* [GIVEN ENTRIES]:
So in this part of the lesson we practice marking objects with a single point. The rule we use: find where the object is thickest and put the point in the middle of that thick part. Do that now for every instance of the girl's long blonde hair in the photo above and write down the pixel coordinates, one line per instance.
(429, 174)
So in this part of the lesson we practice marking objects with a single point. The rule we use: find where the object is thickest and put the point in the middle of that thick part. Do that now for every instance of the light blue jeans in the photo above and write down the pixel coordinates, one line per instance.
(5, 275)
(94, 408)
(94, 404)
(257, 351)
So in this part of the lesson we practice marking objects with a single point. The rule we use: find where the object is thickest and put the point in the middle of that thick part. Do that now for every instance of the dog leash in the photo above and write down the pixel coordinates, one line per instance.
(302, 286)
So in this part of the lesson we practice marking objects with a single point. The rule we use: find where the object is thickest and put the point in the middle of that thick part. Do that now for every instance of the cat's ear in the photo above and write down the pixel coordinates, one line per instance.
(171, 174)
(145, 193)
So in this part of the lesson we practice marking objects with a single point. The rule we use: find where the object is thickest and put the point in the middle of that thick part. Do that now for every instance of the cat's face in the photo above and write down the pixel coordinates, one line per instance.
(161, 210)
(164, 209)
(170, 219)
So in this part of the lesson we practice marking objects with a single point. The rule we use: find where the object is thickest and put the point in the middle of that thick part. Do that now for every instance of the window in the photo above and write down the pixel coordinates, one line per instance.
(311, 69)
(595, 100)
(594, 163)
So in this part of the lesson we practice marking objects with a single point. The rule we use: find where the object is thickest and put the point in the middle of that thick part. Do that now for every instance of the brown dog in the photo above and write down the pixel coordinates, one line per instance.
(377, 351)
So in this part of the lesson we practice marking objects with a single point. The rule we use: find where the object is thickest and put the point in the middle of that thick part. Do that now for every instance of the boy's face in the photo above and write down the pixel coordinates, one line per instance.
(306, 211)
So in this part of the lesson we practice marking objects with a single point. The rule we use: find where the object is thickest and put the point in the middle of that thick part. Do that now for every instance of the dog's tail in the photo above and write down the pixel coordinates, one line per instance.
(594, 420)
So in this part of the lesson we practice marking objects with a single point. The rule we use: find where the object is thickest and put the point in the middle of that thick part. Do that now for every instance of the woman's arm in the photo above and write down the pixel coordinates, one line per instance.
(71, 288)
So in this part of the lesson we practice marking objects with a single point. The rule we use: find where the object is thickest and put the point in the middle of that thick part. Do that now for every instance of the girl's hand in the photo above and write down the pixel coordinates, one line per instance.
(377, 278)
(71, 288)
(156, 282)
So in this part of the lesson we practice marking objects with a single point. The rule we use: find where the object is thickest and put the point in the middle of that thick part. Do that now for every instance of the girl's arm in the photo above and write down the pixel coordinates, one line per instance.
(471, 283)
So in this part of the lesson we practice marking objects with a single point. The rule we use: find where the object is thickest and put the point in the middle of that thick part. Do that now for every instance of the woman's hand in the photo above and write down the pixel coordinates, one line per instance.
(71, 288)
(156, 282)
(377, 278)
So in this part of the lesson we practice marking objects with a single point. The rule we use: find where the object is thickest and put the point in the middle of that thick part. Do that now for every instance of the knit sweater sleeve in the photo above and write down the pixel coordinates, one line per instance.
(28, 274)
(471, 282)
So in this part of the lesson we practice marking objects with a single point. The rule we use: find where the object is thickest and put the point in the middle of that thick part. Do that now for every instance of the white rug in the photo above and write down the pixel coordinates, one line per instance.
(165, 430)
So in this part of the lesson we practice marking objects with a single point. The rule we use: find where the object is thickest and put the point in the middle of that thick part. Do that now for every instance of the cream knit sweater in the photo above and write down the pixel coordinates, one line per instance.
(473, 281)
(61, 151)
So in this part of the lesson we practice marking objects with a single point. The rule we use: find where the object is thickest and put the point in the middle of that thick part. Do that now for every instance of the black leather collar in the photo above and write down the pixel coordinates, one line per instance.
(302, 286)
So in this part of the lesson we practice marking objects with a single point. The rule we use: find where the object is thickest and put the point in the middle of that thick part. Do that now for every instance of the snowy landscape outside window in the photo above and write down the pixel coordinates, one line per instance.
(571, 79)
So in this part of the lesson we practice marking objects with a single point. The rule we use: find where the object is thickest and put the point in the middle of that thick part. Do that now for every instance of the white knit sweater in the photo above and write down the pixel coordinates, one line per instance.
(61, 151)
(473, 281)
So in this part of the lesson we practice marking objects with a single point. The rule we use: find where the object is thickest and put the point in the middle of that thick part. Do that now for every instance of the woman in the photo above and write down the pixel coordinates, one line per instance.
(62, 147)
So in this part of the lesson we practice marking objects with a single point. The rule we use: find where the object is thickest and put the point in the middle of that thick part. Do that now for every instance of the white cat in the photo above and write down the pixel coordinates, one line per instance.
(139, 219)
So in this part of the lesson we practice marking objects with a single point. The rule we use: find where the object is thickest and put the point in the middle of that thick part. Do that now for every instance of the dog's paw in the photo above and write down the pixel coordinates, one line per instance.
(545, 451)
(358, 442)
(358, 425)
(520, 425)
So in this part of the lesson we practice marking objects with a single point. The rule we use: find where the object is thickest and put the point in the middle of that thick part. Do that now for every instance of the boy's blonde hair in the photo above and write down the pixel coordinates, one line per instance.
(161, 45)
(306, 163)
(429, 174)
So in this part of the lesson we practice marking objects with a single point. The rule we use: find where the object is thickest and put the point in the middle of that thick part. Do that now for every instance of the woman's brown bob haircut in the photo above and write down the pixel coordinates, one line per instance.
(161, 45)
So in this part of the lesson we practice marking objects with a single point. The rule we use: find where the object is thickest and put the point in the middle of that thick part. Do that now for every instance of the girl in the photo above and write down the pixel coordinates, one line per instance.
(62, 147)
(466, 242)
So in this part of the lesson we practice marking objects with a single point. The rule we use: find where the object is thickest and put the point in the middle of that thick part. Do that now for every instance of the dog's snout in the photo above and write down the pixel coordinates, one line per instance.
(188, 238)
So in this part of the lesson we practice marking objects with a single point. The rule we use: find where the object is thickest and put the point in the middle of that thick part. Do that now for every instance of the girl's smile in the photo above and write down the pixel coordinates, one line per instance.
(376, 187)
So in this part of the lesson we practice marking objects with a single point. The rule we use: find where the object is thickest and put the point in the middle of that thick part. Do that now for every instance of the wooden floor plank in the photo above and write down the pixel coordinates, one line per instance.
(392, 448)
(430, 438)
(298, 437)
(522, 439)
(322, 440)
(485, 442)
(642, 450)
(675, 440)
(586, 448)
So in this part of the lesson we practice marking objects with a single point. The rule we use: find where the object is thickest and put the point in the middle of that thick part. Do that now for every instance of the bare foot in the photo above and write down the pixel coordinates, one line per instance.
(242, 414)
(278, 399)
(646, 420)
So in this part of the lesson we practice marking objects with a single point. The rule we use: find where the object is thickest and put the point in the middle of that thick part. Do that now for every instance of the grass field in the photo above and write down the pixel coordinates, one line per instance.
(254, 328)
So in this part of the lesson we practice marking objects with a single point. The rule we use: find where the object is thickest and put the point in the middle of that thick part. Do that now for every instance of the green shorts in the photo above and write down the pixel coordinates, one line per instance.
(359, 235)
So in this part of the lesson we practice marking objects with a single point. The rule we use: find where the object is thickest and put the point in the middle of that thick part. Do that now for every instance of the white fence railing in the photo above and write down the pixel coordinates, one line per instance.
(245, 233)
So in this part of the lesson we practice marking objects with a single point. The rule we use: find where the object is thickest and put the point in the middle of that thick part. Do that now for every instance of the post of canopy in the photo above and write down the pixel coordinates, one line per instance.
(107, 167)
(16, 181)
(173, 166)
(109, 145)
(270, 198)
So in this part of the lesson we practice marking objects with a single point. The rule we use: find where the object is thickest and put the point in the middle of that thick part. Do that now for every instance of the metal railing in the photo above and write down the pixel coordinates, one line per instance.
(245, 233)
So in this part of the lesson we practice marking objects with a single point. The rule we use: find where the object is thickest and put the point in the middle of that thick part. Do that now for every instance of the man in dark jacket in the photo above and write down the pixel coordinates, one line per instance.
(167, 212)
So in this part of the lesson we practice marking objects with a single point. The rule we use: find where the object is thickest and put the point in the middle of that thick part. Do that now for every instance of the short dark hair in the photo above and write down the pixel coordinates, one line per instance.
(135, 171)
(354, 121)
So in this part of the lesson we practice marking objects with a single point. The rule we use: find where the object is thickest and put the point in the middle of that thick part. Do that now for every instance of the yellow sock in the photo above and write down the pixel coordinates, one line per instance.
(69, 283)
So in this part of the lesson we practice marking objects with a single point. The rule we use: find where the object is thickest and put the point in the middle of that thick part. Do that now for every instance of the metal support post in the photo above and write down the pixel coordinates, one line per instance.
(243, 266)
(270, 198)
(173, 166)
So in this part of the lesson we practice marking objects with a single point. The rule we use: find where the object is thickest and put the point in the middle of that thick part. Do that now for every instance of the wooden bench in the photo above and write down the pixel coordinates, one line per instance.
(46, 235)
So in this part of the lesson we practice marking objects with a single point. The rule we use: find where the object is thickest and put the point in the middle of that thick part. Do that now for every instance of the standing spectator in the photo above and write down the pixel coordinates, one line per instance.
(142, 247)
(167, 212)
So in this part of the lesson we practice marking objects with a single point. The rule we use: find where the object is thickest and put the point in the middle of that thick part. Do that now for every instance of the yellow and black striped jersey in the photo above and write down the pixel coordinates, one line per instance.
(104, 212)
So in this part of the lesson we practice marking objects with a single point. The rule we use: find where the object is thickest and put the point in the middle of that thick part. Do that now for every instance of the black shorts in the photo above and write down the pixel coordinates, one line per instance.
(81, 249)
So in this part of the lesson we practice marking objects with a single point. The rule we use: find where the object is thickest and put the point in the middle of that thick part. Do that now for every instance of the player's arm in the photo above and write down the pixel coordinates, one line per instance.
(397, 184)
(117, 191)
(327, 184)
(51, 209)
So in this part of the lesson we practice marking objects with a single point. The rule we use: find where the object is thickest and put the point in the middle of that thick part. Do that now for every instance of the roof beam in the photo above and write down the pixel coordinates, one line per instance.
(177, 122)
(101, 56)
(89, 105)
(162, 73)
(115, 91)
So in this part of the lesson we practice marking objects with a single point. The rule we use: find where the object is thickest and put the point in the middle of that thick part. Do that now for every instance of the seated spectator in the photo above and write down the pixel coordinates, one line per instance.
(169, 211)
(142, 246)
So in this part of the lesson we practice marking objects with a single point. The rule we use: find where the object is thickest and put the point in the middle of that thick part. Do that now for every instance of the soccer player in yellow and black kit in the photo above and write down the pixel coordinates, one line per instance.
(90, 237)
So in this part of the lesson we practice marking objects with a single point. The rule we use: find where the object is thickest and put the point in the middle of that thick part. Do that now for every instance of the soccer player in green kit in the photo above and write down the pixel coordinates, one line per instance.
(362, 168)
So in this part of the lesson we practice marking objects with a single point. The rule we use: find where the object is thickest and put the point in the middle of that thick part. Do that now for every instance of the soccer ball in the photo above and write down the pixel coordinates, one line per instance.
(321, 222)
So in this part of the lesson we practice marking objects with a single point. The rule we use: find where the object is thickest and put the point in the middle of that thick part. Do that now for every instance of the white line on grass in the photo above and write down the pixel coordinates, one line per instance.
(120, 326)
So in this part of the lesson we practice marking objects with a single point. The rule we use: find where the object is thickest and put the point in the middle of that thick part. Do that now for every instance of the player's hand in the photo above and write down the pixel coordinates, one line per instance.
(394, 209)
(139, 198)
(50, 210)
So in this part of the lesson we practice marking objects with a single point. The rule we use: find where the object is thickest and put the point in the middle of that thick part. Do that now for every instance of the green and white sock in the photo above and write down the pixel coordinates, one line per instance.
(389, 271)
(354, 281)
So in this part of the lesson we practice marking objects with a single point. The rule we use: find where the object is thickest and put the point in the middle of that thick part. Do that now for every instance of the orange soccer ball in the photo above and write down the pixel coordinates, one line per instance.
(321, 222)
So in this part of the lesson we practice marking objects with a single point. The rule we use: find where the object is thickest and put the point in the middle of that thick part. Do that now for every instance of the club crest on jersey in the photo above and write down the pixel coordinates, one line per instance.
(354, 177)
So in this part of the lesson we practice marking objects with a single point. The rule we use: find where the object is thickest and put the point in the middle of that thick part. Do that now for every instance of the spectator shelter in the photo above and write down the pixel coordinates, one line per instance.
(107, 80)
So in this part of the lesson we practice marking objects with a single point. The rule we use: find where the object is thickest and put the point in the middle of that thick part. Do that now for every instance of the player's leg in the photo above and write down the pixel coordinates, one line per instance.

* [DIRECTIONS FOR THIS TASK]: Beginning at the line with "of the club", write out each line exactly as it stands until the listing ends, and add nothing.

* [PROBLEM SOLUTION]:
So in this part of the lesson we practice marking objects with a single point. The rule we use: find where the object is thickest and put the point in the middle of that thick part. Do that now for every instance of the club crest on jersey in the photo above and write down the pixel coordinates, one line per instance.
(354, 177)
So in this part of the lesson we practice marking objects with a single point. The rule we use: find where the object is thickest and put the point in the middle of that thick part. Do that now for every instance of the spectator shelter in the photo above and write down the pixel coordinates, one line per instance.
(107, 80)
So in this part of the lesson we practice marking objects with a single point. The rule we use: find where the object is thickest and put the point in the middle of that thick part. Do that now for every instance of the player's leg in the photo above and write down the pixel coordinates, one line per instance.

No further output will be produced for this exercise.